September 29th, 2008 · 1 Comment

From Gene’s Notebook

…going downhill - letting the bike glide - into Louisiana, Missouri, yelling for joy, or effect, and scaring a man mowing his lush lawn on a hillside just above the river flats of Louisiana, Missouri, and I love to say those mixed-heritage American words, Louisiana, Missouri ….

…and then I yell at dogs and cats, and I water a tarantula’s hole, and it emerges and I club it to death with the hose nozzle, and I have raised my voice to students ….

…ok, you reflecting-on-the-decades piece of humanity, if you value those hills and river flats, and are upset with the verbal and physical violence, even ant killing, act ….

Eugene “Gene” Novogrodsky
September 28, 2008

Tags: Literature · Personal · Poetry · art

1 response so far ↓

  • 1 Jack king // Sep 30, 2008 at 10:34 am

    Gene, I thoroughly enjoyed your first paragraph — great imagery, stimulating and joyful.

    And when it comes to killing ants, the thought hardly bothers me at all, especially those pesky imported fire ants, which for no apparent reason, seem to have disappeared around my place with no help from me about four or five years ago. Nature works in mysterious ways.

    But when it comes to tarantulas, it really disgusts and angers me to see somebody kill one.

__OBJECTIVE A__. Count the lines in the entries that contain the word "person". Reply with the number only.

__EXERCISE DATA__.
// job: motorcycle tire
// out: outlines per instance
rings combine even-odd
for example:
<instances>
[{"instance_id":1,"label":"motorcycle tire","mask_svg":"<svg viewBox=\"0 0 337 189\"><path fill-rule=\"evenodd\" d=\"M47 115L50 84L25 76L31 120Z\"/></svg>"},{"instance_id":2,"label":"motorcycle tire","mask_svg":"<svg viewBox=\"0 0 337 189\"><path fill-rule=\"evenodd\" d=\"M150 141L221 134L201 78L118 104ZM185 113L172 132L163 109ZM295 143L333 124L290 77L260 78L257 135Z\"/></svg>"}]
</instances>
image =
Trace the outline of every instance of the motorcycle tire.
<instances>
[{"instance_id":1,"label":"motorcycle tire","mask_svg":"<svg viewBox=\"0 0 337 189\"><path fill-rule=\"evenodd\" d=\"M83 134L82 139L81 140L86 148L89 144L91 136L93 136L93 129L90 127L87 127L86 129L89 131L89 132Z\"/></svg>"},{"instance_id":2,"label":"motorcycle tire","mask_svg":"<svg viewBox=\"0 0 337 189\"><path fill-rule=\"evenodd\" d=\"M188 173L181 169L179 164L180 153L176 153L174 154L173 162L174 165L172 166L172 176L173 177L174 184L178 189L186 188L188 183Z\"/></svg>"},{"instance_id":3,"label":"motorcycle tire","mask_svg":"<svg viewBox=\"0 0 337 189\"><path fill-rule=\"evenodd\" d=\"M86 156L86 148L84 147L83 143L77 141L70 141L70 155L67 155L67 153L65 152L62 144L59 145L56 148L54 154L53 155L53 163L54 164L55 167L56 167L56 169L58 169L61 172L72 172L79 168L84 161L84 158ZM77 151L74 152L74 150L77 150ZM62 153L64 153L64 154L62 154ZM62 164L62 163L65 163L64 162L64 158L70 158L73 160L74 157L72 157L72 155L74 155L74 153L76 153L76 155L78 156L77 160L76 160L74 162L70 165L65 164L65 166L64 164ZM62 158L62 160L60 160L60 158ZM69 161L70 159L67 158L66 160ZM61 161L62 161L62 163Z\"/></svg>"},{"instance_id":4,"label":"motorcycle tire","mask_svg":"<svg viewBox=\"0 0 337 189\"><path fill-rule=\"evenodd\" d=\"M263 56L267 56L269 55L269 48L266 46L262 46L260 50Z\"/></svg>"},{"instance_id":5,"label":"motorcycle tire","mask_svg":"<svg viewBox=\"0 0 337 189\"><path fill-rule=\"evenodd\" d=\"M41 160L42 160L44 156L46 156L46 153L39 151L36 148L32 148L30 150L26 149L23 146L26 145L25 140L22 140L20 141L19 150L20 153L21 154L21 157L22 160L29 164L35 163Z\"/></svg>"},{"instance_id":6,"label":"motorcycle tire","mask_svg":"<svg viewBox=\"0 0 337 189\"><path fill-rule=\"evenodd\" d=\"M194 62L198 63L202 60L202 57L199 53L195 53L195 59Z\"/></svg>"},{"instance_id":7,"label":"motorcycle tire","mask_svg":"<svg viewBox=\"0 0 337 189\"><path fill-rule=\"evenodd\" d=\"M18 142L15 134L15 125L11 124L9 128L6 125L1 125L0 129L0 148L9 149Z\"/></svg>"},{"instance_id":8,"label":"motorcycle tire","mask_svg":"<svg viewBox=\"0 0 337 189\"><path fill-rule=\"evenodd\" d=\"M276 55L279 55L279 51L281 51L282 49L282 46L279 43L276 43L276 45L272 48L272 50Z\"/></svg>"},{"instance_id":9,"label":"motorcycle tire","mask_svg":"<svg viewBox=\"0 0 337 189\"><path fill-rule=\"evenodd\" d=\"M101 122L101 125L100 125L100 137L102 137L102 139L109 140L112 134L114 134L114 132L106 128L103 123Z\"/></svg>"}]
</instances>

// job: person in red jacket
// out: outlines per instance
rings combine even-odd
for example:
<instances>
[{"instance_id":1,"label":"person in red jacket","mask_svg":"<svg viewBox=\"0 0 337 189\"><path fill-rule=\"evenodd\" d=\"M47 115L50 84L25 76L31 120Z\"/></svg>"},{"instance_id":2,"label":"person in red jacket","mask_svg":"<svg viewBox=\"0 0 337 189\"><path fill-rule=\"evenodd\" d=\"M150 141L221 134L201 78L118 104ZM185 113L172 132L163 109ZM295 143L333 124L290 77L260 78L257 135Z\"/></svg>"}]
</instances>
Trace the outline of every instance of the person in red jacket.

__OBJECTIVE B__. In the blog post, what did the writer use to kill the tarantula?

__FINAL ANSWER A__. 3

__FINAL ANSWER B__. The hose nozzle.